**PAGE EXTRACT**:
-.-.-
GdeC: Were you sure that you wanted to be a writer?

DF: I’m a vocational writer rather than someone who chose it at a certain moment as a career. I just didn’t ever think of anything else. But how you make it a reality or how you survive on it is an entirely different question and that of course remains problematic to the end of your life. For me anyway. I’ve always been self-employed and free-lance, never had a job, never had a boss.

GdeC: How do you work?

DF: Books I have to write in the country, the first draft, whereas journalism I do in the town. I can’t do it the other way round. I can do revisions anywhere, but there is not the right form of pressure for journalism in the countryside, and there is not the right form of space for a book if you’re in the town. I write all my books in longhand first, the second draft is when it’s typed into the computer, then umpteen revisions until I’m more or less satisfied.

GdeC: The extent of revising and the number of drafts - how much does it vary?

DF: My last novel, A History Of Facelifting,  had 12 drafts. It was a very complicated book with 60 or so characters and many sub-plots. The first draft in longhand is always a mess, and it’s always don’t look over your shoulder, keep going. Although a book is read sequentially, it exists as one thing in a kind of simultaneous state. So it’s absolutely impossible to get the beginning  precisely right until I know what the ending is, and I won’t know that until I’ve reached it, so I just plough on. But once I have what I call  the Sketch - which if I were Raphael I would call the Cartoon - I can then go back and tighten it all up. Certain things will need bringing  forward, other things suppressing; rarely is any major aspect lost altogether.

GdeC: When you are writing a book do you try to avoid reading other books?

DF: I don’t read my contemporaries from my own background, because they’re standing in a similar place, looking at a similar  realm  of possibilities, and what they make of it is not relevant to what I might make of it. But I sometimes read contemporary writers in other cultures and I like watching contemporary films, especially non-Hollywood films. And I read classic authors - there are still couple of books by Dickens I’ve not read. So I don’t keep up with contemporary fiction in English – and it’s very important that I don’t. This is an artistic decision you might say, to stop me being influenced by irrelevant things. Whenever I read I’m looking for things to use, that’s the motive, to steal if you like, and to transform.
-.-.-
**TASK REQUIREMENTS**:
[1] Answer these questions using only the writer interview:
(a) Where does DF write the first draft of a book?
(b) How many drafts did A History Of Facelifting go through?
(c) Which classic author does DF name as having a couple of books still unread?
[2] Carry the writer interview forward from its final line, keeping the same exchange between GdeC and DF.
The material that comes next has no connection to the interview.

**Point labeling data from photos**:
-.-.-
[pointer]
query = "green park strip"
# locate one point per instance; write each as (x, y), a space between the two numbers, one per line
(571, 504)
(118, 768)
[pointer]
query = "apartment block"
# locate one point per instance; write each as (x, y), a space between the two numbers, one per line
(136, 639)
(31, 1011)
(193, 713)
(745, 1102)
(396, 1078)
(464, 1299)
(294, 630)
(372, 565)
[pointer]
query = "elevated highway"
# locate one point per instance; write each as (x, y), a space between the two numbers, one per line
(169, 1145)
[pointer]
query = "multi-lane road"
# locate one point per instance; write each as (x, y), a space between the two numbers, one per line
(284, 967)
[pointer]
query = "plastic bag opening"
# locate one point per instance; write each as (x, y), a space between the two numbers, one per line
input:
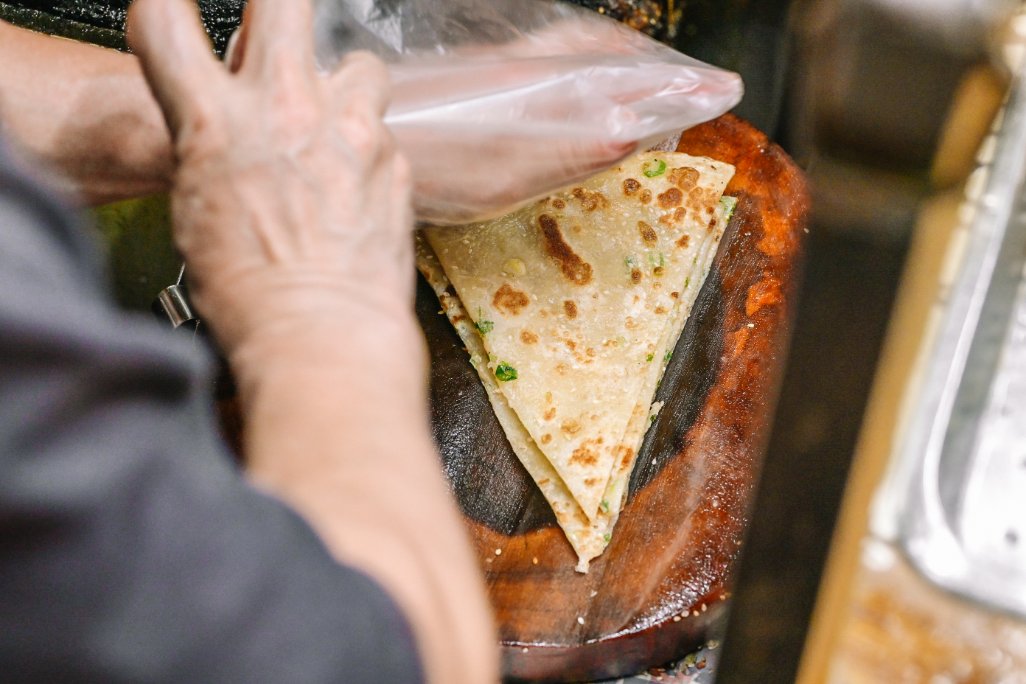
-.-.-
**ANSWERS GIVEN**:
[1]
(a) In the country.
(b) 12 drafts.
(c) Dickens.

[2]
GdeC: How much affinity do you feel towards your contemporary writers?

DF: I have a lot of affinity with the thankless task on which they are also engaged, but I don’t want to be swallowing their stuff, that’s all.

GdeC: So do you ever show your work to other writers?

DF: No. Well - I have done once or twice and it’s been a deeply disappointing experience. It gives you absolutely no feedback at all. They’re really looking to see if there is anything they can use. One friend of mine said, ‘I’d love to read it,’ and I said ‘OK,’ and he read my manuscript. I thought I might get some thrilling reponse but all he said was ‘I enjoyed it.’ End of conversation. In other words he simply wanted to know what I was up to, to check out the competition. I don’t work with editors either, not until we’re copy editing. When the agent or publisher gets the book that’s it, bar the shouting. I don’t mind the shouting, and I love the copy editing  - I have to justify every comma – and I love the cutting, the tightening, but if somebody says the architecture of the book is wrong, or the style or the texture is wrong, I’ll say, ‘You shouldn’t be publishing the book because I know what it is I’ve given you.’ And in fact no publisher has ever said that to me. Every book is a battle to write and then to get published. So by the time a publisher says yes, the work is already honed. I know an amazing number of writers who actually present what I’d call the Sketch or the Cartoon to the publisher, and the in-house editors then do all the rest. To me this is scandalous, this isn’t writing, this is book production. To me authorship is terribly important - that the writing should be coming from a person not a committee.

GdeC: You enjoy collaborations, what kind?

DF: I love collaborations, but not on books. On other things. It’s very lonely writing a book so collaborations are a joy. The opera Gormenghast was one. It was a collaboration with a dead author, Mervyn Peake, and a live composer, Irmin Schmidt, and it was marvellous. Irmin is a fantastic person to work with - he gives you freedom and expects freedom in return and this allows the librettist and the composer to float together and their enthusiasm to interlace. He wanted the words first, so I did the libretto which was then adjusted to his musical requirements - though very little in fact. Irmin sometimes made different verbal patterns, and it was interesting to see how he, a German composer who knows English very well, but who is nevertheless German, reworked the rhythms in extraordinary ways - without changing the actual words.  

GdeC: How do you deal with bitchy reviews, which every writer can get?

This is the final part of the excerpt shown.